Task instructions: Your answer must be an exact copy of all the entries.

================

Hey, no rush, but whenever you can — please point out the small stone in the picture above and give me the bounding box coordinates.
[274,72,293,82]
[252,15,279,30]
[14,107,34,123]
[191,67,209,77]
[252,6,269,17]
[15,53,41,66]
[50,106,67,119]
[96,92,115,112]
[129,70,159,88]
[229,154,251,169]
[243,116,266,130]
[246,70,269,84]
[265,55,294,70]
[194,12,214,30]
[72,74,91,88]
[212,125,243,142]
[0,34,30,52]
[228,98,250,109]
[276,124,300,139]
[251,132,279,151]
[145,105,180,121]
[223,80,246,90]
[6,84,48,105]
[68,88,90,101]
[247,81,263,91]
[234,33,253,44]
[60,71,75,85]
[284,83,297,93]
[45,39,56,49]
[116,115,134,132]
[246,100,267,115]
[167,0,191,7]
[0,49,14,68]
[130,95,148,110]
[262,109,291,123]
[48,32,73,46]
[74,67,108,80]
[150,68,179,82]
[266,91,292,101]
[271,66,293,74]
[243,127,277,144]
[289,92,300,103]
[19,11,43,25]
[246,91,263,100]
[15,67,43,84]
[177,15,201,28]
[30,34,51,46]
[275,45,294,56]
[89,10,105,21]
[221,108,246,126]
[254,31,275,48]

================

Reply:
Hey, no rush, but whenever you can — please point out the small stone in the picture above and give me the bounding box coordinates.
[274,72,293,82]
[252,15,279,30]
[14,107,34,123]
[191,67,209,77]
[252,6,269,17]
[15,53,41,66]
[50,106,67,119]
[96,92,115,112]
[129,70,159,88]
[229,154,251,169]
[243,116,266,130]
[246,70,269,84]
[265,55,294,70]
[194,12,214,30]
[72,74,91,88]
[212,125,243,142]
[0,34,30,52]
[228,98,250,109]
[276,124,300,139]
[251,132,279,151]
[145,105,180,121]
[223,80,246,90]
[6,84,48,105]
[68,88,90,101]
[247,81,263,91]
[234,33,253,44]
[60,71,75,85]
[284,83,297,93]
[45,39,56,49]
[116,115,134,132]
[246,100,267,115]
[167,0,191,7]
[0,49,14,68]
[130,95,148,110]
[262,109,291,123]
[48,32,73,46]
[74,67,108,80]
[150,68,179,82]
[266,91,292,101]
[271,66,293,74]
[243,127,277,144]
[289,92,300,103]
[19,11,43,25]
[246,91,263,100]
[15,67,43,84]
[177,15,201,28]
[30,34,51,46]
[275,45,294,56]
[89,10,105,21]
[221,108,246,126]
[254,31,275,48]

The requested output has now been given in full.